Material shown
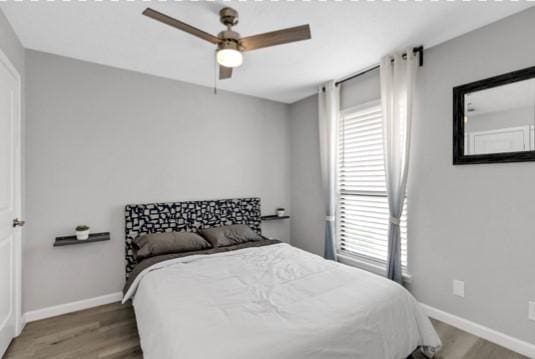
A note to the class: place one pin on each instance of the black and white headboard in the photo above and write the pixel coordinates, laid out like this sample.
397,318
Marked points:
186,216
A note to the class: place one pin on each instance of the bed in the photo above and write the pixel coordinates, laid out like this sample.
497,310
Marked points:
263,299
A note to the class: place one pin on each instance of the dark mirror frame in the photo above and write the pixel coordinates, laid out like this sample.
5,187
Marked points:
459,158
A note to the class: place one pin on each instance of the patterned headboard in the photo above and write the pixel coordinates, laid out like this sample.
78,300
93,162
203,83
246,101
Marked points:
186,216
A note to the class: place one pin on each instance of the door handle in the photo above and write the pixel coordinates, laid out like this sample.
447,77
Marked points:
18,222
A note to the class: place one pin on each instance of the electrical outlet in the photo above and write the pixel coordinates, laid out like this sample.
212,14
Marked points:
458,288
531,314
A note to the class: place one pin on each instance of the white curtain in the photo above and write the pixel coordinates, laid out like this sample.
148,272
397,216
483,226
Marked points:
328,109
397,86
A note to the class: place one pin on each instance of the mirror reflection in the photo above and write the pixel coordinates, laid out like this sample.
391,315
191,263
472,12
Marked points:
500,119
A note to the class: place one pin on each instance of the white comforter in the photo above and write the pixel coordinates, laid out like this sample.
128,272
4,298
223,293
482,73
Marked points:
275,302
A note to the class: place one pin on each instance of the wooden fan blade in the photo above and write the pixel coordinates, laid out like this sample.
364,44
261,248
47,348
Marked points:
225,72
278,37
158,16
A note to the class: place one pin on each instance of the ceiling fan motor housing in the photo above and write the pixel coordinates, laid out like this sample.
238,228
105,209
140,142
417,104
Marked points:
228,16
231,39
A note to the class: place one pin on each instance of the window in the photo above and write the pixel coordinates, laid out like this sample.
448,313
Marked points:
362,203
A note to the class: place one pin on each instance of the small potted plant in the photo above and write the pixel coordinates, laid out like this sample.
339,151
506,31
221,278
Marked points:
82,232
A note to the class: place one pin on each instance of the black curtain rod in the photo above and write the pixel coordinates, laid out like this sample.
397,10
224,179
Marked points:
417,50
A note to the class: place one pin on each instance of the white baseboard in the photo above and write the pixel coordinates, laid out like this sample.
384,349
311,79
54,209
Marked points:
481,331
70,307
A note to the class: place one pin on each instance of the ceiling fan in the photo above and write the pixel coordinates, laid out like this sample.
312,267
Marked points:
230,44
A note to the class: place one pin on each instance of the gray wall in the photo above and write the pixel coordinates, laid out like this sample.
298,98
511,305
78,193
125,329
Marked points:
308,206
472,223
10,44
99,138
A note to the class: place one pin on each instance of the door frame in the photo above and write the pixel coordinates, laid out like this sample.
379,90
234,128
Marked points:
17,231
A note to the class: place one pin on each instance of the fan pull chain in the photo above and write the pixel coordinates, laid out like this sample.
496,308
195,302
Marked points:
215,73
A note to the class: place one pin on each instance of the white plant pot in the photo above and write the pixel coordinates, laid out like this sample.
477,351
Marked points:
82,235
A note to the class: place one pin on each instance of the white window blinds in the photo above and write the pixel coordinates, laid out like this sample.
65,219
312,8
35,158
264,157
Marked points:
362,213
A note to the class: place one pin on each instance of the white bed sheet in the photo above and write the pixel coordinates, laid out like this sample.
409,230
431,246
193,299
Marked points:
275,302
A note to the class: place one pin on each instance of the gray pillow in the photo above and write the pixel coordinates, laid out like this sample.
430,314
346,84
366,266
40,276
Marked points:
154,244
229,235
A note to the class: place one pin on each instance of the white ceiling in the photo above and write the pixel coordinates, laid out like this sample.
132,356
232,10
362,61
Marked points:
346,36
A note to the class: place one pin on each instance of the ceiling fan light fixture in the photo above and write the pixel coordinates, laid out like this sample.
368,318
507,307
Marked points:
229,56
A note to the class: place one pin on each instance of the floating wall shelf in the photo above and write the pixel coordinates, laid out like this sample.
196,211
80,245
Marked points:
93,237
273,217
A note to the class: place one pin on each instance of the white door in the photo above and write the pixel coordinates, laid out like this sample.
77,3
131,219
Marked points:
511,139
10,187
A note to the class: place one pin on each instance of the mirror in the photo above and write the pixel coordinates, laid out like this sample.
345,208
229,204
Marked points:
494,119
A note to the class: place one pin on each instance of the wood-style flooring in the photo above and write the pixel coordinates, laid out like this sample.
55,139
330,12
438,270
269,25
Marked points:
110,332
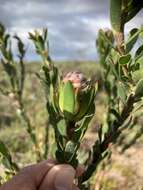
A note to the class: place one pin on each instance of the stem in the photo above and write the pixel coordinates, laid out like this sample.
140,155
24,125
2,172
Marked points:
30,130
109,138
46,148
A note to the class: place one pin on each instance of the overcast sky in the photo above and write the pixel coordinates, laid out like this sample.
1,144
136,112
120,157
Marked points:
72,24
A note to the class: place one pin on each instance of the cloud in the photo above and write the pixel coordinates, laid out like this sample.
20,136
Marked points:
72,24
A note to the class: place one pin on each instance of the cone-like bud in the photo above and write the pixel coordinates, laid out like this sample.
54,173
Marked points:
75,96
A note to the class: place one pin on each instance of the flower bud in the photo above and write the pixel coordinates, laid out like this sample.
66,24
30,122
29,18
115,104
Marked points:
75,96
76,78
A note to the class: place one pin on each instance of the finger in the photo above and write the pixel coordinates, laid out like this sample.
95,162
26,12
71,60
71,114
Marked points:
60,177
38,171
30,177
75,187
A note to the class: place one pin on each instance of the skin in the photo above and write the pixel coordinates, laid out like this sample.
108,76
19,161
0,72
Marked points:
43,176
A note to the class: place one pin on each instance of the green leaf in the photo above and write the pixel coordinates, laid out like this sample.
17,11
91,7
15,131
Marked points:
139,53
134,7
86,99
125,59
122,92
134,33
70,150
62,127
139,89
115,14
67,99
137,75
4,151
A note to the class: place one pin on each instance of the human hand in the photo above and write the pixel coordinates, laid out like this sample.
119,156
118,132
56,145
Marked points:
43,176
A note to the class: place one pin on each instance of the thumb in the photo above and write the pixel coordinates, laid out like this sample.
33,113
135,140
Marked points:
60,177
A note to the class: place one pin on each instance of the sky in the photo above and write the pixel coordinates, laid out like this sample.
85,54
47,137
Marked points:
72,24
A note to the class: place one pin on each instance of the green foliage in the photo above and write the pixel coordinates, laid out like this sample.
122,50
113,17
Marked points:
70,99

Task requirements
Rewrite the part of the items that opens with the line containing "of the human" and closes with the end of the items. Keep every line, requests included, and raise each number in the marked points by 38, leaving the numbers in the requests and their format samples as they are.

Expected answer
A note to the class: place one pin on each instance of the human hand in the photo above and write the pixel coordinates, laid out like this sample.
119,156
118,132
56,145
Marked points:
81,214
A note to the class: place one pin on each instance of the thumb in the photo above and write the pixel coordinates, laid out like this sample.
33,113
135,140
Marked points:
98,215
A note to the class: place one pin on each instance of the sky in the photo above and write the pixel coordinates, laid out like this sample.
85,54
47,137
Marked points:
110,62
A note to the class: place one pin on each instance of the green foliage in the photo above and write the pixel coordinates, laid out like this sample.
122,50
113,17
Marked points:
108,137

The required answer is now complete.